▶ [Testo fornito]
______________________________

Percorso un tratto di via Roma, all'incrocio con vicolo San Rocco, trovo l'omonimo Oratorio. L'edificio ha una facciata molto semplice a capanna ed è interamente intonacato. Vi sono solo due lesene angolari che sorreggono il grande timpano. La porta d'accesso è semplice, sovrastata da un immagine di San Rocco e sopra di esso da una finestra a lunetta. L'interno a navata unica e abside semicircolare è semplice, ma decoroso e conserva un bel gonfalone della Confraternita.
Il mio giro per Carbonara è quasi completato, non mi resta che allontanarmi dal centro per andare a vedere ciò che ormai sta diventando una memoria storica, ossia la stazione ferroviaria di Carbonara Scrivia. Questa era una stazione posta sulla linea Tortona - Arquata Scrivia e fu aperta il 1 ottobre 1916, con l'attivazione della linea "direttissima" da Tortona ad Arquata Scrivia. Purtroppo la stazione venne soppressa il 15 giugno 2008.
Il territorio di Carbonara Scrivia, occorre ricordare, era percorso dalla via Postumia. Molte sono le tracce lasciate dai romani, in particolare il monumento funebre posto in località mulino nuovo nei pressi della strada statale 35 dei Giovi.

______________________________

▶ [Materiale di partenza]
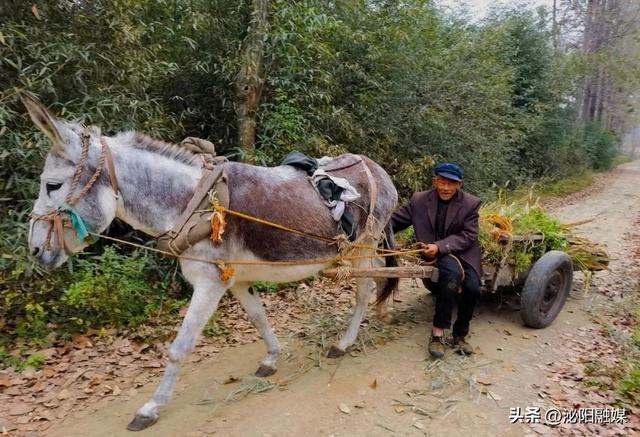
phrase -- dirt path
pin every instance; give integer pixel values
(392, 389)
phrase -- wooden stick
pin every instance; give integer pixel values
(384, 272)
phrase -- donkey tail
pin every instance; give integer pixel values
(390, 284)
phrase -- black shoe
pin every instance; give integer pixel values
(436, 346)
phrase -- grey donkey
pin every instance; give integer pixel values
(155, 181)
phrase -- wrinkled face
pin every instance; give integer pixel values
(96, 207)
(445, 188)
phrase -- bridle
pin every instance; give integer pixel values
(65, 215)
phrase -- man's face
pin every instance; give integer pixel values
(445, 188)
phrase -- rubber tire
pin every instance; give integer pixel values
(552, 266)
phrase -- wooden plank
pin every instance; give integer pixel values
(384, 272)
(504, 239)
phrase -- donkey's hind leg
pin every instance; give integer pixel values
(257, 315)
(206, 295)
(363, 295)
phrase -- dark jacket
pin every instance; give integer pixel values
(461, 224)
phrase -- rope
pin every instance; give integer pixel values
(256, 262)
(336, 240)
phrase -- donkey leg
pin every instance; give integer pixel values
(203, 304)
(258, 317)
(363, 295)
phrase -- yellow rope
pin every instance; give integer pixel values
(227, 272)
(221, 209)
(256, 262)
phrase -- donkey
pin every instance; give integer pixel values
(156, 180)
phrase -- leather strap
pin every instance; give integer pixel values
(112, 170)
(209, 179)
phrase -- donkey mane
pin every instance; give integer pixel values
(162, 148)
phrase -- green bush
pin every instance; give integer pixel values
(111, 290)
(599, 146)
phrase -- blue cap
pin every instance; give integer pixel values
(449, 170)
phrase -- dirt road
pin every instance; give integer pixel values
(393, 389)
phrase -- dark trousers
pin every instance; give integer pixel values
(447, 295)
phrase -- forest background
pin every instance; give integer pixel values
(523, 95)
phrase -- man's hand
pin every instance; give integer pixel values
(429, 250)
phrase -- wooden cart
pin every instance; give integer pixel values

______________________________

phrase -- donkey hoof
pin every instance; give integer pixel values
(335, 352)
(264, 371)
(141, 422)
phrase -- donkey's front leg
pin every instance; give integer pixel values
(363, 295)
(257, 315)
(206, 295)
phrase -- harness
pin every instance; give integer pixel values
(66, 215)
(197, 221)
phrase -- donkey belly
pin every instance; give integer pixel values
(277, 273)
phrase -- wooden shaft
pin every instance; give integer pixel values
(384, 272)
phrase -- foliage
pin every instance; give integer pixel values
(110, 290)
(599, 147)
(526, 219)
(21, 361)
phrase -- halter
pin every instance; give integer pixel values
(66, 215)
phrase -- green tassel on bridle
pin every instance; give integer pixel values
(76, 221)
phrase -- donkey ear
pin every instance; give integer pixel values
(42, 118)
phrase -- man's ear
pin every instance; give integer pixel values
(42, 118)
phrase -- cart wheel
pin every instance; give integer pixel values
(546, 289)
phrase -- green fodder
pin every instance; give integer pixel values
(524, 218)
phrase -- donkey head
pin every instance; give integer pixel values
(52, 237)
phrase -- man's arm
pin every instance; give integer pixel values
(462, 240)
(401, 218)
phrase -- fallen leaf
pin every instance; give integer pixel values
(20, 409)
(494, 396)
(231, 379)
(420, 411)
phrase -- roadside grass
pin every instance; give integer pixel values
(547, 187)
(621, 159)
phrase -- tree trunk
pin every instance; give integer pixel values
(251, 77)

______________________________

▶ [Compiti da svolgere]
1. Indica se le affermazioni seguenti concordano con il testo su Carbonara Scrivia, rispondendo sì o no e citando alla lettera le parole del testo che lo stabiliscono. (a) L'edificio dell'Oratorio di San Rocco è interamente intonacato. (b) La stazione ferroviaria di Carbonara Scrivia fu aperta nel 2008. (c) Il territorio di Carbonara Scrivia era percorso dalla via Postumia.
2. Riporta fedelmente il brano del testo su Carbonara Scrivia che comincia con "Il mio giro" e prosegue fino a "15 giugno 2008.".

▶ [Risposte in ordine]
1.
(a) Sì: «L'edificio ha una facciata molto semplice a capanna ed è interamente intonacato».
(b) No: «fu aperta il 1 ottobre 1916».
(c) Sì: «Il territorio di Carbonara Scrivia, occorre ricordare, era percorso dalla via Postumia».

2.
Il mio giro per Carbonara è quasi completato, non mi resta che allontanarmi dal centro per andare a vedere ciò che ormai sta diventando una memoria storica, ossia la stazione ferroviaria di Carbonara Scrivia. Questa era una stazione posta sulla linea Tortona - Arquata Scrivia e fu aperta il 1 ottobre 1916, con l'attivazione della linea "direttissima" da Tortona ad Arquata Scrivia. Purtroppo la stazione venne soppressa il 15 giugno 2008.